_Written problem_
Rework the stretch from "That talk has" through "Now's Robin Young." in the text about the book "Presence," putting "lecture" wherever "talk" appears.

_Given text_
******************************
That talk has been viewed over 30 million times in the past four years. Now, Cuddy has expanded her ideas and supplemented them with her and others' research in the new book: "Presence: Bringing Your Boldest Self to Your Biggest Challenges." She discusses the book with Here & Now's Robin Young.
By Amy Cuddy
Once, while I was washing my hands in an airport restroom, the woman at the sink next to me turned and said, “I’m really sorry, but are you . . .” She paused, and rather than finish the question, she stretched her arms out and up. I said, “I think so, yes.” (I’ve become more accustomed to “Are you . . .” followed by hands on the hips.) Her name was Shannon, and she told me that not only had she incorporated power posing into her own life, she also continues to share it with coworkers, friends, and family. In fact, she and her husband and their four kids have their own name for it: “Starfish up!” When her kids are nervous, she reminds them to “starfish up!”
******************************
_Information supplied_
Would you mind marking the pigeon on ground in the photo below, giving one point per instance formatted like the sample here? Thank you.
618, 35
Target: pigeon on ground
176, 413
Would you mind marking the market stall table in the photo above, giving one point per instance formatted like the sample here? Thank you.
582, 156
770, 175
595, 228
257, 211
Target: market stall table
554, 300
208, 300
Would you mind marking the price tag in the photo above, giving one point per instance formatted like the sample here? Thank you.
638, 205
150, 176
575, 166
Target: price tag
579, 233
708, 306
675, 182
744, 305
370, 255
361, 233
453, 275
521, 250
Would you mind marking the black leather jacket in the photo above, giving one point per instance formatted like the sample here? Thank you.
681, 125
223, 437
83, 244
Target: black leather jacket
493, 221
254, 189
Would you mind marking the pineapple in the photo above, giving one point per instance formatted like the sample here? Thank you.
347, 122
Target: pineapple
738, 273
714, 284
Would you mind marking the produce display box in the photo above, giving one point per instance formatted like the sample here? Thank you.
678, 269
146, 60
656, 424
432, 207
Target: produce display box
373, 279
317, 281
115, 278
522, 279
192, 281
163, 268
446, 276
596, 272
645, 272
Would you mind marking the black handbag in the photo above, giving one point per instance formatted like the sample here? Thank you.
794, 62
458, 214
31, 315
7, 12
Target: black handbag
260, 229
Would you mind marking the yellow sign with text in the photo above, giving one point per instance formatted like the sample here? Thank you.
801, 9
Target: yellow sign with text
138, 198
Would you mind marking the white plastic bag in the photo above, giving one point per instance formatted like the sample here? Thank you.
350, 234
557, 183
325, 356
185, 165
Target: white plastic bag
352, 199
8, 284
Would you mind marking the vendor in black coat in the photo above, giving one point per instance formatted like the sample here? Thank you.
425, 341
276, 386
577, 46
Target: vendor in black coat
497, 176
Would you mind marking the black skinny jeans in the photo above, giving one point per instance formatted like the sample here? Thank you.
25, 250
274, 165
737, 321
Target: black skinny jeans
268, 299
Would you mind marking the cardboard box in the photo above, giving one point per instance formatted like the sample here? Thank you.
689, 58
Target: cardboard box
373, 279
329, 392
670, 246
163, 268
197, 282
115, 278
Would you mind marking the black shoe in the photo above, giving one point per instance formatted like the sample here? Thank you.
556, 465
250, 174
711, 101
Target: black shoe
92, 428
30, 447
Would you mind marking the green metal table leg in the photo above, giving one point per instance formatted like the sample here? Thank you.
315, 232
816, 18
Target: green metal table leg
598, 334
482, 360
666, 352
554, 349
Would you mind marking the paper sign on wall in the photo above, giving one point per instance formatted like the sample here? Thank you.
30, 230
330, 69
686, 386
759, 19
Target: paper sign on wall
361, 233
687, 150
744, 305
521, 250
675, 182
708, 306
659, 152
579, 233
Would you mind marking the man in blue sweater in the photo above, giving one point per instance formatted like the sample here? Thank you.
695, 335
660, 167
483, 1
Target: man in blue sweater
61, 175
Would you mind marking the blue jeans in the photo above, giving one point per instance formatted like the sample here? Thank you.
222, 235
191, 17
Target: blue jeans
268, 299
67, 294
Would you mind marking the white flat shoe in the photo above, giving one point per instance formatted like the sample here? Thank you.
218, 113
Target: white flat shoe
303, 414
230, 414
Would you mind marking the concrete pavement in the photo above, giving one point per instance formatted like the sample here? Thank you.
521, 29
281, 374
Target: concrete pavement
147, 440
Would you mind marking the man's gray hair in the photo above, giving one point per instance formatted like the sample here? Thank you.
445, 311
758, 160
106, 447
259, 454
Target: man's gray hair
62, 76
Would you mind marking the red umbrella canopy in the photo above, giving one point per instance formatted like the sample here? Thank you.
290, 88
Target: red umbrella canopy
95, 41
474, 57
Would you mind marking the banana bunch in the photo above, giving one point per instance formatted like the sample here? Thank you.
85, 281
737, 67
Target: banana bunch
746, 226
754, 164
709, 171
******************************
_Full solution_
That lecture has been viewed over 30 million times in the past four years. Now, Cuddy has expanded her ideas and supplemented them with her and others' research in the new book: "Presence: Bringing Your Boldest Self to Your Biggest Challenges." She discusses the book with Here & Now's Robin Young.